» Prompt
First find the line with "40L22 43L20 36L0" in the entries below, then set down exactly every line through the line with "positive clicks: (151, 20)", that line included.

» Given records
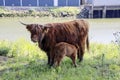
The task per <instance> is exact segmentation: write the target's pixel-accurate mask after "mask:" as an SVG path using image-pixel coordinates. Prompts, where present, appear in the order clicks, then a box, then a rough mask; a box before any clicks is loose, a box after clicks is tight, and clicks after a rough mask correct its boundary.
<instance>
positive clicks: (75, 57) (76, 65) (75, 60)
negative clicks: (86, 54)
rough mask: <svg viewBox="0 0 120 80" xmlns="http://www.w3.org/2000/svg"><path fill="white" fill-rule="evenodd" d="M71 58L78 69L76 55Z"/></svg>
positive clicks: (71, 56) (73, 53) (72, 60)
mask: <svg viewBox="0 0 120 80" xmlns="http://www.w3.org/2000/svg"><path fill="white" fill-rule="evenodd" d="M70 58H71V59H72V62H73V64H74V66H75V67H77V64H76V54H75V53H73V54H72V55H71V57H70Z"/></svg>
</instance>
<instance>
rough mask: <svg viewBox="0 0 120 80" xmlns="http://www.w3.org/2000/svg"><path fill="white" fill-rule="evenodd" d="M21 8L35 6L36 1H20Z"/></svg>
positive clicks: (28, 0) (24, 0)
mask: <svg viewBox="0 0 120 80" xmlns="http://www.w3.org/2000/svg"><path fill="white" fill-rule="evenodd" d="M22 5H23V6H37V0H22Z"/></svg>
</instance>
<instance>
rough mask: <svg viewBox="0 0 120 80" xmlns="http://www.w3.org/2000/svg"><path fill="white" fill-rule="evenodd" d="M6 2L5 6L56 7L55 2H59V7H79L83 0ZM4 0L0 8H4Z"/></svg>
mask: <svg viewBox="0 0 120 80" xmlns="http://www.w3.org/2000/svg"><path fill="white" fill-rule="evenodd" d="M20 1H21V0H5V6H21V5H22V6H54V1H58V2H57V4H56V5H58V6H79V5H80V2H81V0H38V2H39V3H38V4H39V5H37V0H22V4H20ZM3 5H4V4H3V0H0V6H3Z"/></svg>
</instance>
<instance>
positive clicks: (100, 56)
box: [0, 39, 120, 80]
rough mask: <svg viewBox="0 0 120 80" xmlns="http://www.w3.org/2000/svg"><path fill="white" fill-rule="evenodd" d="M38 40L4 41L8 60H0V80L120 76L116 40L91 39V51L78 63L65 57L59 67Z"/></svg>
mask: <svg viewBox="0 0 120 80" xmlns="http://www.w3.org/2000/svg"><path fill="white" fill-rule="evenodd" d="M36 45H37V44H33V43H31V42H29V41H27V40H25V39H19V40H17V41H15V42H10V41H4V42H3V41H0V51H3V50H2V49H3V48H4V49H5V51H6V56H8V57H12V58H8V61H2V62H1V64H0V80H119V79H120V62H119V61H120V52H119V49H118V46H117V45H116V44H113V43H110V44H99V43H91V45H90V49H91V51H90V53H85V55H84V60H83V62H81V63H80V62H78V61H77V64H78V67H77V68H75V67H73V65H71V63H72V62H71V60H70V59H69V58H67V57H66V58H64V60H63V61H62V63H61V65H60V66H59V67H57V68H54V67H52V68H50V67H49V66H48V65H47V58H46V54H45V53H44V52H43V51H42V50H40V49H39V48H38V47H37V46H36Z"/></svg>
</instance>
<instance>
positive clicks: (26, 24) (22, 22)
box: [19, 21, 27, 26]
mask: <svg viewBox="0 0 120 80" xmlns="http://www.w3.org/2000/svg"><path fill="white" fill-rule="evenodd" d="M19 22H20V23H21V24H22V25H25V26H27V24H25V23H23V22H21V21H19Z"/></svg>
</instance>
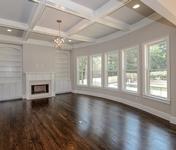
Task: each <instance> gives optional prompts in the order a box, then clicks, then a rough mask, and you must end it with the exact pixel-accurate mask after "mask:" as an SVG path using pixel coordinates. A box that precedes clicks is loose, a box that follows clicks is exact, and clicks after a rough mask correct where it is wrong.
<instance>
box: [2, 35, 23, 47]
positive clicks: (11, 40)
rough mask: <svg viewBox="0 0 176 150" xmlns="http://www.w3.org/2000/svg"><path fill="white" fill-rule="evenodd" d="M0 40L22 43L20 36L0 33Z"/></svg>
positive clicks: (10, 41) (21, 39) (16, 43)
mask: <svg viewBox="0 0 176 150" xmlns="http://www.w3.org/2000/svg"><path fill="white" fill-rule="evenodd" d="M0 42H1V43H8V44H17V45H22V44H23V41H22V38H19V37H14V36H9V35H2V34H0Z"/></svg>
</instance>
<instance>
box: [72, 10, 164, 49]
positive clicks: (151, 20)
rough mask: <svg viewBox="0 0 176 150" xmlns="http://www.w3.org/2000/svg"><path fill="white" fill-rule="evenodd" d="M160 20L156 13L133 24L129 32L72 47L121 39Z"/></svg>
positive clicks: (76, 45) (154, 13) (119, 31)
mask: <svg viewBox="0 0 176 150" xmlns="http://www.w3.org/2000/svg"><path fill="white" fill-rule="evenodd" d="M160 18H161V16H160V15H158V14H157V13H153V14H152V15H150V16H149V17H147V18H144V19H142V20H141V21H139V22H137V23H136V24H133V25H132V28H131V30H129V31H126V32H123V31H118V32H115V33H112V34H110V35H107V36H105V37H103V38H100V39H97V40H96V42H94V43H81V44H77V45H75V46H74V48H82V47H86V46H90V45H95V44H98V43H103V42H107V41H110V40H113V39H116V38H119V37H122V36H124V35H126V34H129V33H131V32H133V31H136V30H139V29H141V28H143V27H145V26H147V25H149V24H151V23H153V22H155V21H157V20H159V19H160Z"/></svg>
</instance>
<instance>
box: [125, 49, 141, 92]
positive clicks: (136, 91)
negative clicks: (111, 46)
mask: <svg viewBox="0 0 176 150" xmlns="http://www.w3.org/2000/svg"><path fill="white" fill-rule="evenodd" d="M138 51H139V50H138V47H135V48H129V49H125V50H123V84H122V86H123V89H124V90H127V91H131V92H137V91H138Z"/></svg>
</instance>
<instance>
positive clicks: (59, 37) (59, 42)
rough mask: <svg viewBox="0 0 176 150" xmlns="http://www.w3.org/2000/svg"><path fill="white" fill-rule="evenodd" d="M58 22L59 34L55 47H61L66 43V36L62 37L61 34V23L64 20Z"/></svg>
mask: <svg viewBox="0 0 176 150" xmlns="http://www.w3.org/2000/svg"><path fill="white" fill-rule="evenodd" d="M57 23H58V24H59V35H58V36H57V37H56V39H54V47H55V48H61V47H62V46H63V44H64V38H63V37H61V34H60V32H61V31H60V24H61V23H62V20H57Z"/></svg>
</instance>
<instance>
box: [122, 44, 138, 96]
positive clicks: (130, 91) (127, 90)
mask: <svg viewBox="0 0 176 150" xmlns="http://www.w3.org/2000/svg"><path fill="white" fill-rule="evenodd" d="M139 48H140V47H139V45H136V46H131V47H127V48H123V49H122V50H121V51H122V56H121V57H122V62H121V65H122V66H121V67H122V81H121V82H122V91H123V92H126V93H132V94H136V95H139V94H140V92H141V91H139V83H140V80H139V79H140V65H139V51H140V49H139ZM131 49H137V53H138V55H137V91H131V90H128V89H126V87H125V80H126V79H125V71H126V69H125V66H126V55H125V53H126V52H127V51H128V50H131Z"/></svg>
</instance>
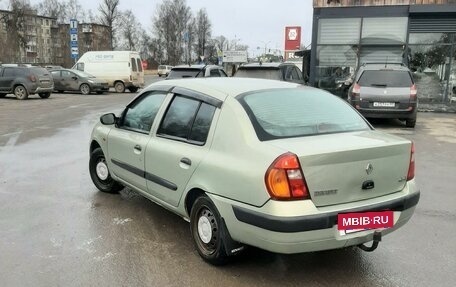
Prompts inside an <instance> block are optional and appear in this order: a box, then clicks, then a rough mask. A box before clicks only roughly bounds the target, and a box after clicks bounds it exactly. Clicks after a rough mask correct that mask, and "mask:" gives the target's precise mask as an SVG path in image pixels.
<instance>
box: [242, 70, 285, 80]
mask: <svg viewBox="0 0 456 287" xmlns="http://www.w3.org/2000/svg"><path fill="white" fill-rule="evenodd" d="M234 76H235V77H239V78H257V79H268V80H281V79H282V77H281V71H280V69H239V70H238V71H237V72H236V74H235V75H234Z"/></svg>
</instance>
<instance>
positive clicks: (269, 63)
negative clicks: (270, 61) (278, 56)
mask: <svg viewBox="0 0 456 287" xmlns="http://www.w3.org/2000/svg"><path fill="white" fill-rule="evenodd" d="M281 66H294V64H293V63H282V62H273V63H248V64H244V65H242V66H240V67H239V69H251V68H255V69H258V68H265V69H267V68H279V67H281Z"/></svg>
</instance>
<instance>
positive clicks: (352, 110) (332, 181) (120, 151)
mask: <svg viewBox="0 0 456 287" xmlns="http://www.w3.org/2000/svg"><path fill="white" fill-rule="evenodd" d="M89 169H90V175H91V178H92V180H93V182H94V184H95V185H96V186H97V188H98V189H99V190H101V191H103V192H109V193H116V192H118V191H120V190H121V189H122V188H123V187H125V186H126V187H128V188H130V189H133V190H135V191H137V192H138V193H140V194H142V195H143V196H144V197H146V198H148V199H150V200H152V201H154V202H156V203H157V204H159V205H161V206H163V207H164V208H166V209H168V210H170V211H172V212H174V213H176V214H178V215H180V216H181V217H182V218H184V219H185V220H187V221H189V222H190V229H191V235H192V238H193V240H194V243H195V247H196V249H197V250H198V253H199V254H200V255H201V257H202V258H203V259H204V260H206V261H207V262H209V263H212V264H223V263H225V262H226V261H227V259H229V257H231V256H233V255H235V254H238V253H239V252H241V251H242V250H243V249H244V247H245V246H246V245H251V246H256V247H259V248H262V249H265V250H269V251H272V252H277V253H301V252H308V251H317V250H328V249H337V248H343V247H348V246H359V247H361V248H362V249H364V250H366V251H372V250H374V249H375V248H376V247H377V245H378V243H379V241H380V240H381V238H382V236H384V235H386V234H388V233H390V232H392V231H395V230H396V229H398V228H399V227H401V226H403V225H404V224H405V223H406V222H407V221H408V220H409V219H410V218H411V217H412V214H413V212H414V210H415V206H416V205H417V203H418V201H419V197H420V192H419V190H418V188H417V186H416V184H415V180H414V177H415V173H414V172H415V157H414V145H413V143H412V142H410V141H409V140H406V139H403V138H400V137H397V136H393V135H389V134H385V133H383V132H380V131H376V130H375V129H374V128H373V127H372V126H371V125H369V123H368V122H367V121H366V120H365V119H364V118H363V117H362V116H361V115H360V114H359V113H358V112H357V111H356V110H354V108H352V107H351V106H350V105H349V104H347V103H346V102H345V101H343V100H342V99H340V98H338V97H336V96H334V95H332V94H330V93H328V92H325V91H323V90H319V89H315V88H311V87H305V86H302V85H300V84H296V83H287V82H279V81H272V80H261V79H243V78H214V79H183V80H168V81H166V82H157V83H154V84H152V85H150V86H149V87H148V88H146V89H144V91H142V92H141V93H140V94H139V95H138V96H137V97H136V98H135V99H134V100H133V101H132V102H131V103H129V104H128V105H127V107H126V108H125V109H124V110H123V112H122V113H121V114H120V115H119V116H116V115H114V114H112V113H111V114H105V115H103V116H101V118H100V122H99V123H97V124H96V126H95V127H94V129H93V132H92V136H91V142H90V162H89ZM411 238H413V236H411ZM370 241H372V245H371V244H367V245H366V244H365V243H367V242H370Z"/></svg>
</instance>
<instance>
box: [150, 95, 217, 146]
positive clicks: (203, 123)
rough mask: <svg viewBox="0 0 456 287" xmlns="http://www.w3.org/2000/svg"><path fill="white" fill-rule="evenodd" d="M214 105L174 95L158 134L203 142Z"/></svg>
mask: <svg viewBox="0 0 456 287" xmlns="http://www.w3.org/2000/svg"><path fill="white" fill-rule="evenodd" d="M215 109H216V108H215V107H214V106H212V105H209V104H207V103H204V102H201V101H198V100H194V99H189V98H184V97H181V96H176V97H175V98H174V99H173V101H172V103H171V104H170V106H169V108H168V111H167V112H166V115H165V116H164V119H163V121H162V123H161V125H160V128H159V129H158V134H161V135H165V136H171V137H176V138H179V139H181V140H184V141H187V142H191V143H196V144H201V145H202V144H204V143H205V142H206V139H207V135H208V133H209V129H210V126H211V122H212V117H213V116H214V112H215Z"/></svg>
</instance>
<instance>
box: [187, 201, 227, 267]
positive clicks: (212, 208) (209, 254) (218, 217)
mask: <svg viewBox="0 0 456 287" xmlns="http://www.w3.org/2000/svg"><path fill="white" fill-rule="evenodd" d="M221 224H222V223H221V217H220V215H219V213H218V211H217V208H216V207H215V205H214V204H213V203H212V201H211V200H210V199H209V198H208V197H207V196H201V197H199V198H198V199H196V201H195V203H194V204H193V207H192V211H191V214H190V231H191V233H192V238H193V242H194V243H195V246H196V249H197V251H198V253H199V255H200V256H201V257H202V258H203V259H204V260H205V261H207V262H209V263H211V264H213V265H222V264H225V263H227V261H228V256H227V255H226V252H225V247H224V240H225V239H224V238H223V236H222V232H221V228H222V226H221Z"/></svg>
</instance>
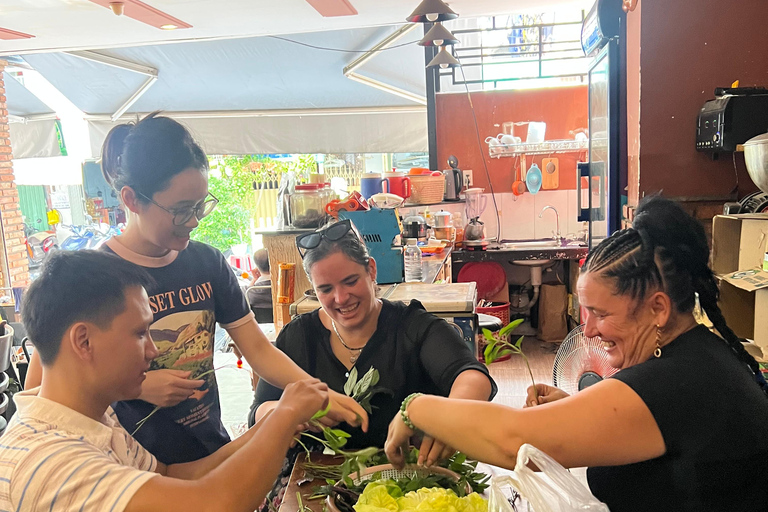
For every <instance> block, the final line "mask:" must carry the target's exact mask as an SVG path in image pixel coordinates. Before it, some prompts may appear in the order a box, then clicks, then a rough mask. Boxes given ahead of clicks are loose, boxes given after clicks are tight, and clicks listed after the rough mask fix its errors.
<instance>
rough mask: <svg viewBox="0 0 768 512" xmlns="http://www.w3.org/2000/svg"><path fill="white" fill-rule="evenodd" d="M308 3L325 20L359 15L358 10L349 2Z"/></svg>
mask: <svg viewBox="0 0 768 512" xmlns="http://www.w3.org/2000/svg"><path fill="white" fill-rule="evenodd" d="M307 3H308V4H309V5H311V6H312V7H313V8H314V9H315V10H316V11H317V12H319V13H320V14H321V15H322V16H323V17H324V18H332V17H335V16H354V15H356V14H357V9H355V6H353V5H352V4H351V3H349V1H348V0H307Z"/></svg>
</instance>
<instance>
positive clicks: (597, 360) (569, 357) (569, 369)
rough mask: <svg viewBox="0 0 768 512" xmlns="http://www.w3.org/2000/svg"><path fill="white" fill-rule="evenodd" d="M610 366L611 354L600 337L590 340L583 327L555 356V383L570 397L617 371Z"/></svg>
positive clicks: (552, 372)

» Expected answer
rough mask: <svg viewBox="0 0 176 150" xmlns="http://www.w3.org/2000/svg"><path fill="white" fill-rule="evenodd" d="M0 40L22 43L20 36L0 33Z"/></svg>
positive clicks: (10, 41) (21, 39) (16, 43)
mask: <svg viewBox="0 0 176 150" xmlns="http://www.w3.org/2000/svg"><path fill="white" fill-rule="evenodd" d="M0 42H1V43H8V44H17V45H22V44H23V41H22V38H19V37H14V36H9V35H2V34H0Z"/></svg>
</instance>
<instance>
box: [72, 10, 164, 49]
positive clicks: (151, 20)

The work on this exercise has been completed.